--- Trecho fornecido ---

Outro nome que não pode ficar ausente de qualquer reconstituição dos debates contemporâneos sobre dominação é o de Pierre Bourdieu. Publicamos, no dossiê, a tradução de sua conferência sobre o campo político, proferida em Lyon, em 1999. Trata-se, assim, de uma obra do período final de Bourdieu, quando os mecanismos de dominação são pintados com as tintas carregadas de seu engajamento político militante. De maneira bastante didática, o sociólogo francês mostra como os padrões estruturais de assimetria e exclusão se reproduzem, a despeito da ordem formalmente democrática. A ênfase na violência simbólica, com a consequente introjeção, pelos dominados, das formas de visão e divisão do mundo próprias dos dominantes, fornece um interessante contraste com a percepção de James Scott.

O dossiê apresenta ainda textos com abordagem não tão explicitamente teórica. Andreas Hofbauer se debruça sobre a história do candomblé, que ele vê como um campo de disputas – que dizem respeito, inclusive, à delimitação de suas próprias fronteiras, na aceitação ou não de formas menos ou mais sincréticas de expressão religiosa. O artigo faz uma fina análise da atuação de diferentes agentes e de como as articulações identitárias se conectam à construção e desconstrução de relações de dominação. Maria José de Rezende, por sua vez, toma como objeto de análise as colunas que o jurista Raymundo Faoro escreveu para a imprensa em 1984, no momento em que se desenhava a sucessão do último presidente do ciclo militar, o general João Figueiredo. Ela mostra como um intelectual de primeiro plano mobiliza a moldura interpretativa que usara para descrever a estrutura de poder do País – décadas antes, no clássico Os donos do poder – para entender e intervir em uma conjuntura política dada.

--- Dados ---

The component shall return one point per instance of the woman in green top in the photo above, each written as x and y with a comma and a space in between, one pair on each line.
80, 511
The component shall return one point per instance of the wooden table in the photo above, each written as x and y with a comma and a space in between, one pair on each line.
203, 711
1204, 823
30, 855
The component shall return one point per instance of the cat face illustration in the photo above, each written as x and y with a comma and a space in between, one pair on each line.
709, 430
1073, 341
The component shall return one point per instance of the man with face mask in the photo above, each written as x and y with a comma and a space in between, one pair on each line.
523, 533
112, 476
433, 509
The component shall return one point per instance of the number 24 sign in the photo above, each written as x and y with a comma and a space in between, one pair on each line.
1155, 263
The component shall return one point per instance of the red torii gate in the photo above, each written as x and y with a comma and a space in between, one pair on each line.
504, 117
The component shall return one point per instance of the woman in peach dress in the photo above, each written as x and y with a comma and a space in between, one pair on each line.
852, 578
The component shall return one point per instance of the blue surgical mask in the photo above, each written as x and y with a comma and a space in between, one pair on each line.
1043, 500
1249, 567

---
--- Dados ---

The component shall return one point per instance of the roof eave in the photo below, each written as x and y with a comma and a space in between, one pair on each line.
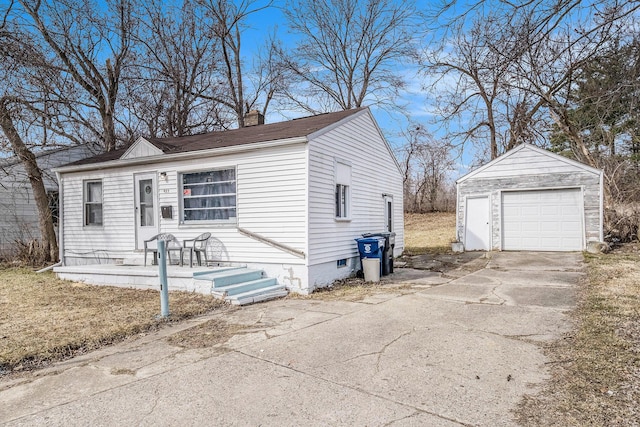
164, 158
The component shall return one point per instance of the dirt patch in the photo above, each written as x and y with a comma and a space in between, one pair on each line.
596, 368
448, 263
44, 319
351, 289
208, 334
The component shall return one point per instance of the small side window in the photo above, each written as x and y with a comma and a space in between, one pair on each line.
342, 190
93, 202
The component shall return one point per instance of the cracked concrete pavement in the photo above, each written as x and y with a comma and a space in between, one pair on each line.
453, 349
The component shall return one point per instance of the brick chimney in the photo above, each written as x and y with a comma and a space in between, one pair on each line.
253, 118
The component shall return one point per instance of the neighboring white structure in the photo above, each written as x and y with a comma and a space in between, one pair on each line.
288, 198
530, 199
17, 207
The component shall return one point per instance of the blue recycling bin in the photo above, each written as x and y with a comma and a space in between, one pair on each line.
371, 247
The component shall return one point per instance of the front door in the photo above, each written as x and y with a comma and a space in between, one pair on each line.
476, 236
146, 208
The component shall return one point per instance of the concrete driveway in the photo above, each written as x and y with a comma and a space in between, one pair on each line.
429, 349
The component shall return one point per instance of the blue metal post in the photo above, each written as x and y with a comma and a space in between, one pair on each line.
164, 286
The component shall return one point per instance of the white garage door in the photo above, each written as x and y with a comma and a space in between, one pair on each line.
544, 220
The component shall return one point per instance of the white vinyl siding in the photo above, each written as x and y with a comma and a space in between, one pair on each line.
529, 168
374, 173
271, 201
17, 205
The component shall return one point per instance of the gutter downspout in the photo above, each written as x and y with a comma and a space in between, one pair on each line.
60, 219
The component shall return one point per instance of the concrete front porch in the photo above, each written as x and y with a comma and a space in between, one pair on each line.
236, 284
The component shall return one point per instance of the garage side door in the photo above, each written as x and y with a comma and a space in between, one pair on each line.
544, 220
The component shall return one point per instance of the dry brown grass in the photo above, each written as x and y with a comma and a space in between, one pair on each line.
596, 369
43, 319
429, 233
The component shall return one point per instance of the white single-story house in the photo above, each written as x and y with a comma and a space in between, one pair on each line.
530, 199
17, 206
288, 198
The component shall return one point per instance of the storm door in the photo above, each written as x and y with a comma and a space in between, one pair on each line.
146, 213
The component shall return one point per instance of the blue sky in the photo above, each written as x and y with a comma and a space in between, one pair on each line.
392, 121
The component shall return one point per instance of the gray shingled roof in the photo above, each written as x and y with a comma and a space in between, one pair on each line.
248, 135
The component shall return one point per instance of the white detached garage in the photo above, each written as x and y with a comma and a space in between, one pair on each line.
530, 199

---
--- Dados ---

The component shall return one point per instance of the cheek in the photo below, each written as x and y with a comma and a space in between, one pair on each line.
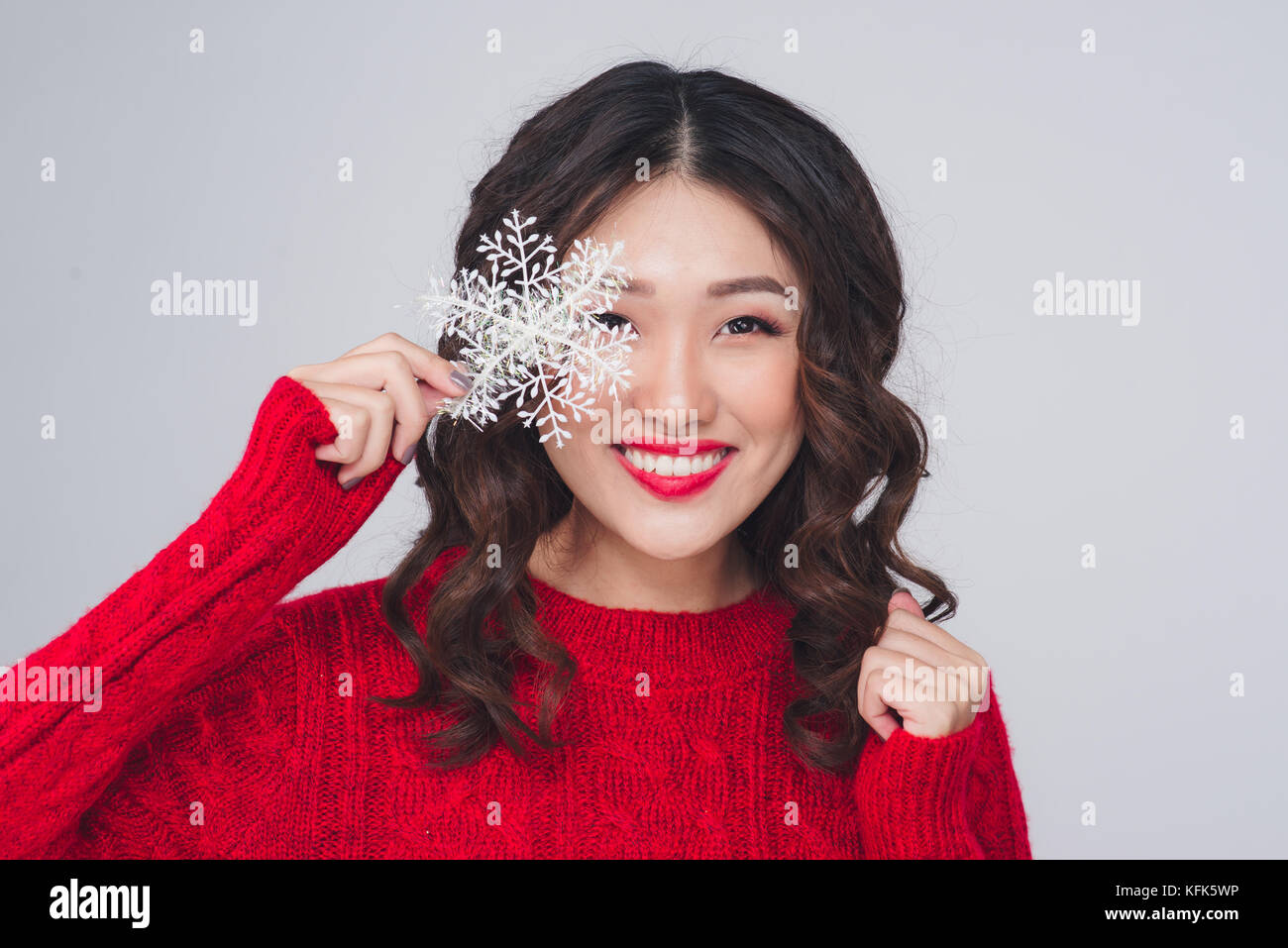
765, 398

---

## Requisitos do exercício
Por favor, passe para o inglês esta frase do trecho fornecido: "O dossiê apresenta ainda textos com abordagem não tão explicitamente teórica." Baseie-se somente no trecho fornecido.

## Resultado
The dossier also presents texts with an approach that is not so explicitly theoretical.